TASK TO COMPLETE - Copy the stretch of the listing from the line containing "the red glove" through the end of the listing, replacing "innermost" with "central" and keeping everything else the same. Give only those lines.

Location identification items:

** START **

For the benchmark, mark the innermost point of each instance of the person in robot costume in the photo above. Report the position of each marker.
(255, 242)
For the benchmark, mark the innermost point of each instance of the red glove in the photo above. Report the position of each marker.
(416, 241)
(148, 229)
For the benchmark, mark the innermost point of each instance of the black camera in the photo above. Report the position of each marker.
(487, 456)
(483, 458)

** END **

RESPONSE TO THIS TASK -
For the benchmark, mark the central point of each instance of the red glove in the photo above. Report the position of each marker.
(416, 241)
(148, 229)
For the benchmark, mark the central point of each instance of the black camera in the photo above. Report the position of each marker.
(487, 456)
(483, 458)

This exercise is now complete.